**Given task A**
Reproduce the fiscal plan excerpt from "10. Cutting tax" to "creating multi-shareholding groups.".
**Given task B**
In the fiscal plan excerpt, by when is the timetable for exploiting the state's real estate property to be completed?

**Text excerpt**
--- BEGIN ---
8. Reducing pension funds' spending and rationalising social spending, 2.5 billion euros.
9. Strengthening tax revenue collection, 3.5 billion euros.
10. Cutting tax breaks, 2.0 billion euros.
11. Improving social insurance revenues and combating social insurance evasion, 3.5 billion euros.
12. Raising local government revenues, 600 million euros.
The Medium-term Fiscal Strategy Framework also envisages a wide-spread privatization program, through the sale, concession contracts, finding strategic investors, selling equity stakes through the stock market and creating a holding company for the state's real estate property.
The plan envisages:
1. extending a concession contract of the Athens International Airport and gradually cutting the state's equity participation, introducing a new law on the management of regional airports and creating multi-shareholding groups.
2. Port infrastructure. Promoting partnership groups between the public and the private sector for the Port System of Attica and the main regional ports of the country, attracting private funds to upgrading marinas.
3. National road and railway networks. Creating modern financial groups for the operation of highways, such as Egnatia Road and National Roads, through concession contracts, securitizing toll revenues and promoting a restructuring plan for Hellenic Railways, privatising TrainOSE.
4. Energy sector. Cutting equity participation in Public Sector Enterprises from 51 pct to 34 pct in 2012, maintaining public control and management, cutting participation in DE.PA to 34 pct this year, selling metals producer Larco in 2011.
5. Waterworks infrastructure. Attracting private investors to Athens Water and Thessaloniki Water.
6. Communications network. Cutting the state's equity participation in OTE this year, promoting broadband and creating fiber optical networks in cooperation with the private sector. Expanding mobile telephony licenses this year, finding a strategic investor for Hellenic Post in 2012.
7. Gaming. Selling the state's equity participation in casinos this year. Regulating and licensing of gaming services and e-betting services in 2011. Strengthening OPAP's operation and selling-off the listed Organisation next year.
8. Banks. Strategic moves and alliances are encouraged, while the government will restructure the financial institutions under its control. ATEbank has announced a significant share capital increase plan with the state cutting its participation while maintaining majority in the bank. The Savings and Loans Fund will split up, with the state selling the commercial leg of the fund in 2012 depending on market conditions. Hellenic Postbank remains a significant part of the state bank pylon. By 2013 the state will cut its equity participation.
9. Real estate property. A register is currently being made on the state real estate property assets. Promoting special financial tools through the organizing of portfolios and their promotion to international markets by Greek and international banks. The government will also institute long-term leasing of property assets, promoting vacational homes, offering fast track procedures and exploiting -immediately- real estate properties owned by the Tourism Real Estate Company and Olympic Games properties. The timetable for exploiting the state's real estate property will be completed by the end of 2012.
--- END ---
**Record extracts**
--- BEGIN ---
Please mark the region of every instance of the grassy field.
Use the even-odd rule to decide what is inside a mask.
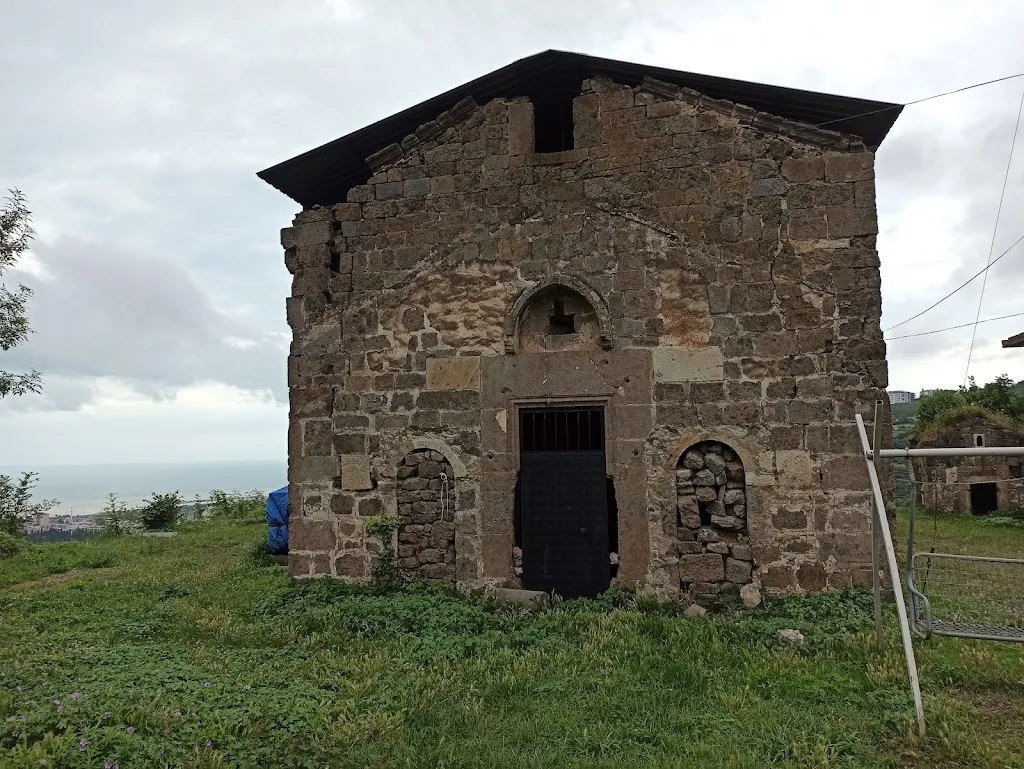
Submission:
[[[293,583],[254,556],[264,530],[0,561],[0,766],[1024,767],[1024,649],[919,643],[921,741],[894,617],[874,648],[866,593],[524,613]],[[1024,551],[1020,528],[940,530]]]

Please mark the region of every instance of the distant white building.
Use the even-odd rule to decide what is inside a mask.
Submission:
[[[916,396],[909,390],[889,390],[890,403],[912,403]]]

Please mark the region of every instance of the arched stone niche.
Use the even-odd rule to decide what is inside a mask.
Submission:
[[[752,581],[745,471],[731,446],[701,440],[679,455],[676,523],[684,592],[710,597]]]
[[[444,455],[415,448],[395,472],[398,573],[455,582],[456,473]]]
[[[505,352],[609,349],[611,324],[600,295],[569,275],[522,292],[505,322]]]

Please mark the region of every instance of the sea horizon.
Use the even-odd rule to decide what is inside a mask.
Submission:
[[[57,500],[48,511],[51,515],[97,513],[112,492],[119,502],[133,507],[153,494],[177,492],[187,502],[196,497],[206,499],[215,488],[266,494],[288,482],[286,459],[0,466],[0,475],[16,479],[26,470],[38,473],[34,502]]]

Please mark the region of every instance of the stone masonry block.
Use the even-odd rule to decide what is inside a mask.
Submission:
[[[290,550],[326,553],[335,548],[334,523],[329,520],[295,518],[288,524]]]
[[[811,484],[811,457],[804,451],[775,452],[775,472],[780,485]]]
[[[281,245],[286,249],[330,243],[333,238],[334,225],[329,221],[314,221],[281,230]]]
[[[725,559],[717,553],[679,557],[680,582],[721,582],[725,579]]]
[[[360,492],[373,488],[370,477],[370,455],[346,454],[341,461],[341,488],[345,492]]]
[[[825,181],[863,181],[874,178],[873,153],[828,153]]]
[[[428,390],[478,390],[479,388],[479,356],[427,358]]]
[[[725,359],[719,347],[691,350],[658,347],[653,351],[655,382],[720,382]]]

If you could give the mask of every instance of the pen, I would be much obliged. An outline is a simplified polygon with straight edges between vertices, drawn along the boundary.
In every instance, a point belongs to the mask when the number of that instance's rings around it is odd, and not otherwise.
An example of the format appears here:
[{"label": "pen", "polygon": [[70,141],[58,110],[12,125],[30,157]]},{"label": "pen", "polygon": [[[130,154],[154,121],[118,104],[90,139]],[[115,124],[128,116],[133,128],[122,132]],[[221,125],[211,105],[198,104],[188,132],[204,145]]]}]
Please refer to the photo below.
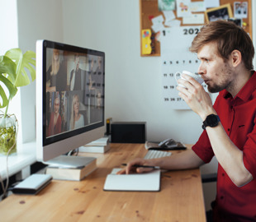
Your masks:
[{"label": "pen", "polygon": [[[126,164],[122,164],[123,166],[126,166]],[[135,164],[132,165],[133,167],[144,167],[144,168],[152,168],[154,169],[160,169],[160,167],[159,166],[147,166],[147,165],[138,165],[138,164]]]}]

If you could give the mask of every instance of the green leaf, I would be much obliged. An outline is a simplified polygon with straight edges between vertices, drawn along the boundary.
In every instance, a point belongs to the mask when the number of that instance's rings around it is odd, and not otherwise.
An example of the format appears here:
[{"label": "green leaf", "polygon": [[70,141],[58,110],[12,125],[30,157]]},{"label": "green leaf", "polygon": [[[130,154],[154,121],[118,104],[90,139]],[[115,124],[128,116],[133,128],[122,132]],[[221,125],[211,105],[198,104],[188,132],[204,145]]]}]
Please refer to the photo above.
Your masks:
[{"label": "green leaf", "polygon": [[9,79],[12,82],[16,80],[16,64],[7,56],[0,56],[0,74],[7,76],[8,74]]},{"label": "green leaf", "polygon": [[[8,50],[6,56],[14,61],[17,65],[17,78],[13,85],[17,87],[29,85],[36,79],[36,53],[32,51],[26,51],[24,54],[20,49],[12,49]],[[31,79],[26,72],[26,68],[31,74]]]},{"label": "green leaf", "polygon": [[[15,62],[6,56],[0,57],[0,82],[2,82],[9,91],[9,98],[12,97],[17,94],[17,89],[13,86],[13,82],[16,80],[16,64]],[[9,100],[7,95],[2,88],[2,86],[0,86],[0,96],[2,98],[2,104],[0,101],[0,108],[6,107]]]},{"label": "green leaf", "polygon": [[[12,99],[14,97],[14,95],[17,94],[17,88],[15,86],[13,86],[12,83],[3,75],[0,75],[0,81],[2,81],[8,89],[9,98],[10,99]],[[2,104],[0,104],[0,108],[6,107],[8,104],[8,99],[2,86],[0,87],[0,95],[2,99]]]}]

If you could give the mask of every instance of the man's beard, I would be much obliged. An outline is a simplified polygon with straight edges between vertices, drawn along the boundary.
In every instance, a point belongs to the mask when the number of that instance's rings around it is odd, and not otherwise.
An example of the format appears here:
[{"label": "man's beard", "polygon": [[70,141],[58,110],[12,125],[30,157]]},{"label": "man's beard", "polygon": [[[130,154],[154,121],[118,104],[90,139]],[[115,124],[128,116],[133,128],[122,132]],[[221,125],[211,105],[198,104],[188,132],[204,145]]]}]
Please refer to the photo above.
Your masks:
[{"label": "man's beard", "polygon": [[214,84],[213,86],[207,86],[208,91],[211,93],[216,93],[220,92],[223,90],[227,90],[231,87],[232,84],[232,70],[228,64],[225,64],[224,69],[221,70],[220,74],[216,74],[216,76],[218,76],[220,75],[225,75],[225,78],[222,80],[218,85]]}]

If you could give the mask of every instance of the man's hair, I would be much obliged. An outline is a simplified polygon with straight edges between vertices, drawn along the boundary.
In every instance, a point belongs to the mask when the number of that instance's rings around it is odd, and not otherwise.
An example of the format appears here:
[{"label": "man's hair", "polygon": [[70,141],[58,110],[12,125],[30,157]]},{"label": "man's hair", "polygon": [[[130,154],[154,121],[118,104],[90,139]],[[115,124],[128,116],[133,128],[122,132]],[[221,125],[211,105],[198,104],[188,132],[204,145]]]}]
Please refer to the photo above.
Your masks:
[{"label": "man's hair", "polygon": [[233,50],[239,50],[245,68],[254,69],[254,48],[244,30],[232,21],[216,21],[204,25],[192,43],[189,50],[197,53],[206,44],[216,42],[216,52],[224,59],[228,59]]}]

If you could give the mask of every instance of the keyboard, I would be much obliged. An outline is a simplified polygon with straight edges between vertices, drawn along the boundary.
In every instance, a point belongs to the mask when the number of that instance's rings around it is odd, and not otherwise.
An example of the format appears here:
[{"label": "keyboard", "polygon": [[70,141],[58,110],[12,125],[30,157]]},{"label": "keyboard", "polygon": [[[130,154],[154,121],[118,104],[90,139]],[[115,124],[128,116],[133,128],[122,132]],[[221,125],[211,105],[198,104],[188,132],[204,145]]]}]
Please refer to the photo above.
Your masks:
[{"label": "keyboard", "polygon": [[147,154],[145,155],[144,159],[149,160],[149,159],[160,158],[164,156],[169,156],[171,155],[172,155],[171,152],[149,150]]}]

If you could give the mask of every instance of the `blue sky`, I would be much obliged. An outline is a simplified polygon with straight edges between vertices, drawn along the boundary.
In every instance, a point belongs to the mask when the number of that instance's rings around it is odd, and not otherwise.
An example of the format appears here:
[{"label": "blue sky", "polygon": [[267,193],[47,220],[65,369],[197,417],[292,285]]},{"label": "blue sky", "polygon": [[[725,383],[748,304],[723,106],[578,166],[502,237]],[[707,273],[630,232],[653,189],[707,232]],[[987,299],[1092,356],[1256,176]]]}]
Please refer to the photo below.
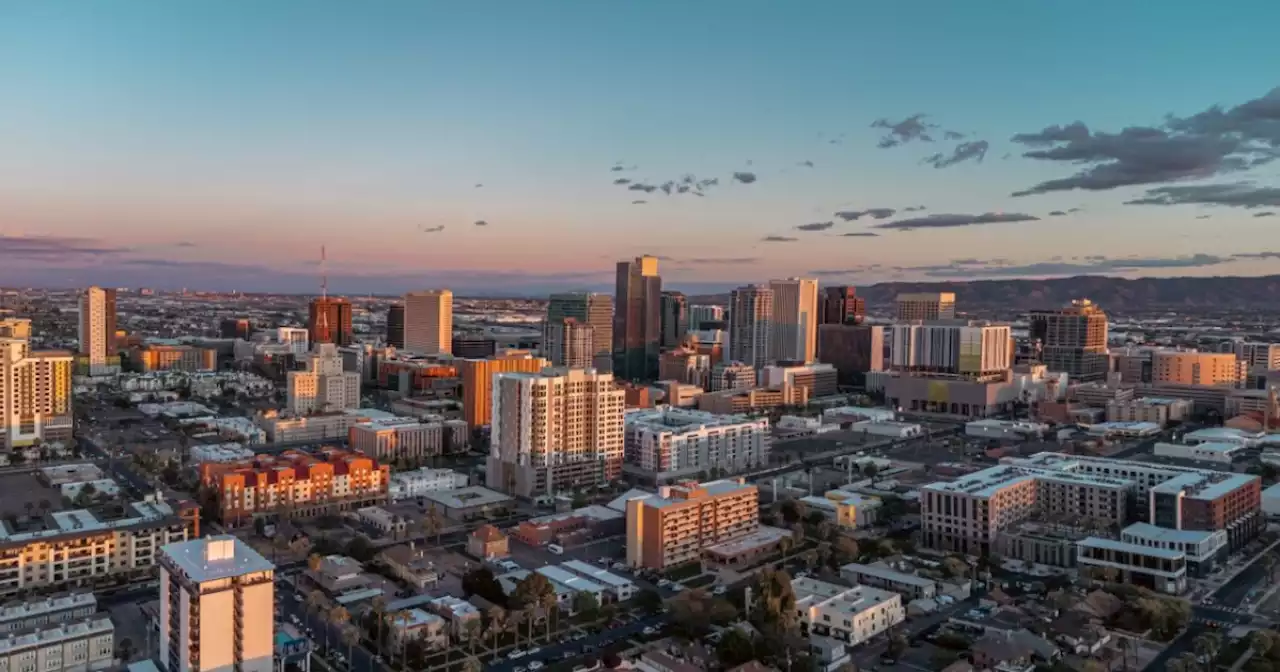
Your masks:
--- END ---
**Correct response A**
10. Cutting tax breaks, 2.0 billion euros.
11. Improving social insurance revenues and combating social insurance evasion, 3.5 billion euros.
12. Raising local government revenues, 600 million euros.
The Medium-term Fiscal Strategy Framework also envisages a wide-spread privatization program, through the sale, concession contracts, finding strategic investors, selling equity stakes through the stock market and creating a holding company for the state's real estate property.
The plan envisages:
1. extending a concession contract of the Athens International Airport and gradually cutting the state's equity participation, introducing a new law on the management of regional airports and creating multi-shareholding groups.

**Correct response B**
By the end of 2012.